Selected passage:
☆ ☆ ☆ ☆ ☆ ☆ ☆

2: Call the `model` on the `input_ids`. Examine the shape of the logits.

In [8]:
with torch.no_grad(): # This PyTorch we don't need it to compute gradients for us.
    model_output = model(input_ids)
print(f"logits shape: {list(model_output.logits.shape)} ")

logits shape: [1, 5, 50257] 


3: Pull out the logits corresponding to the *last* token in the input phrase.

In [46]:
last_token_logits = model_output.logits[0, -1]
assert last_token_logits.shape == (len(tokenizer.get_vocab()),)

 4: Identify the token id and corresponding string of the most likely next token.


In [47]:
most_likely_token_id = last_token_logits.argmax()
print(f"Most likely next token: {most_likely_token_id}, which corresponds to {repr(tokenizer.decode(most_likely_token_id))}")

Most likely next token: 467, which corresponds to ' go'


5: Use the `topk` method to find the top-10 most likely choices for the next token.

*Note*: This uses Pandas to make a nicely displayed table, and a *list comprehension* to decode the tokens. You don't *need* to understand how this all works, but I highly encourage thinking about what's going on.

In [42]:
most_likely_tokens = last_token_logits.topk(10)
most_likely_tokens.indices

tensor([ 467, 1011, 4341,  787,  466,  307, 5262, 3187, 1057,  423])

In [48]:
most_likely_tokens = last_token_logits.topk(10)
most_likely_tokens_df = pd.DataFrame({
    'tokens': [tokenizer.decode(token_id) for token_id in most_likely_tokens.indices],
    'probabilities': most_likely_tokens.values.softmax(dim=0),
})
# Show the table, in a nice formatted way (see https://pandas.pydata.org/pandas-docs/stable/user_guide/style.html#Builtin-Styles)
most_likely_tokens_df.style.hide_index().background_gradient()

☆ ☆ ☆ ☆ ☆ ☆ ☆

Exercise description: Write out the language-model notebook passage again, starting at the words "model_output = model(input_ids)" and stopping after "last_token_logits.shape == (len(tokenizer.get_vocab()),)", and switch every "model_output" to "outputs".

☆ ☆ ☆ ☆ ☆ ☆ ☆

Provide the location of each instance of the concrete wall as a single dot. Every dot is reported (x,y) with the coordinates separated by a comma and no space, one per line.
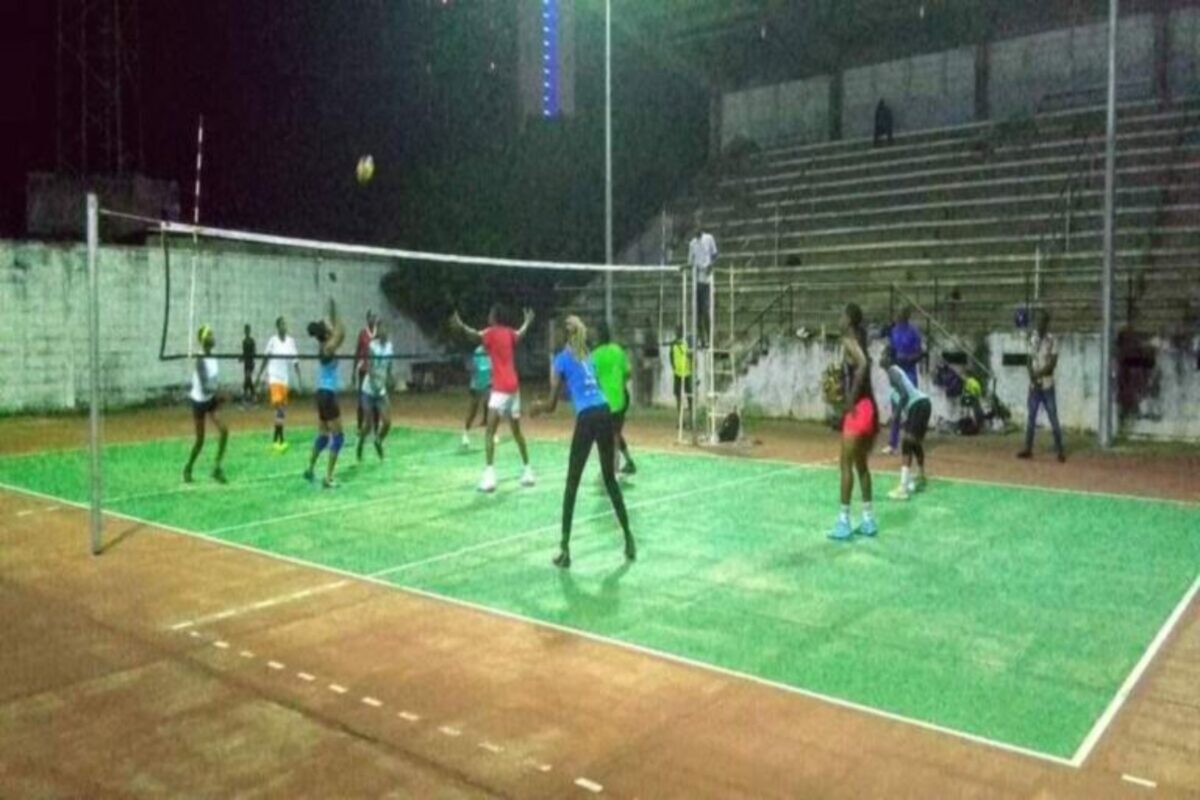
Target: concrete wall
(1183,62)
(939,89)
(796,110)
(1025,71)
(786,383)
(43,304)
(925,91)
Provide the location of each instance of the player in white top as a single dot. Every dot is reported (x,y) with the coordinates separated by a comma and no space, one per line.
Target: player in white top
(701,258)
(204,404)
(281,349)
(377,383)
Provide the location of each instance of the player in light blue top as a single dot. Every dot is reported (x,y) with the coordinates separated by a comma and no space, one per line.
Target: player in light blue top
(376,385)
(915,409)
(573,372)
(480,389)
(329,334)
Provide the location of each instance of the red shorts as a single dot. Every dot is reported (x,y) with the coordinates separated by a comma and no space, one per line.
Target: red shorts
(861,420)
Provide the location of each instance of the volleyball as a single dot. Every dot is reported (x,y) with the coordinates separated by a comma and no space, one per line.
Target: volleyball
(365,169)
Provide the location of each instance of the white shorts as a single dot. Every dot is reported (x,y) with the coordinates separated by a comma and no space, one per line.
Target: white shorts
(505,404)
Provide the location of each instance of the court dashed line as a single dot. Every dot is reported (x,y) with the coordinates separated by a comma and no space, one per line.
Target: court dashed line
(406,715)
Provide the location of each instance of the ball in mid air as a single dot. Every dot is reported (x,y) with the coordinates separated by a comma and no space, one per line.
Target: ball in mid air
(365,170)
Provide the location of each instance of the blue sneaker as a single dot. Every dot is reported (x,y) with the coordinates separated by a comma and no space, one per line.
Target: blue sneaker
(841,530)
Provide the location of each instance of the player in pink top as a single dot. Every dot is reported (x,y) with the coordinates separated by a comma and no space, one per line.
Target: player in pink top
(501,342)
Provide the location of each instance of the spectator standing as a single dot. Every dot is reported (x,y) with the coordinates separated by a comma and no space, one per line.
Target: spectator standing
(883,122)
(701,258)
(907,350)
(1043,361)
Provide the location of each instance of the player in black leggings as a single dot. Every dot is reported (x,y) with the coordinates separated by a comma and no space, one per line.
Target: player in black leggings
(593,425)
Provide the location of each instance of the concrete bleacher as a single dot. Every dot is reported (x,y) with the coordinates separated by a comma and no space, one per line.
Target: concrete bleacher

☆ ☆ ☆ ☆ ☆ ☆ ☆

Task response:
outputs = model(input_ids)
print(f"logits shape: {list(outputs.logits.shape)} ")

logits shape: [1, 5, 50257] 


3: Pull out the logits corresponding to the *last* token in the input phrase.

In [46]:
last_token_logits = outputs.logits[0, -1]
assert last_token_logits.shape == (len(tokenizer.get_vocab()),)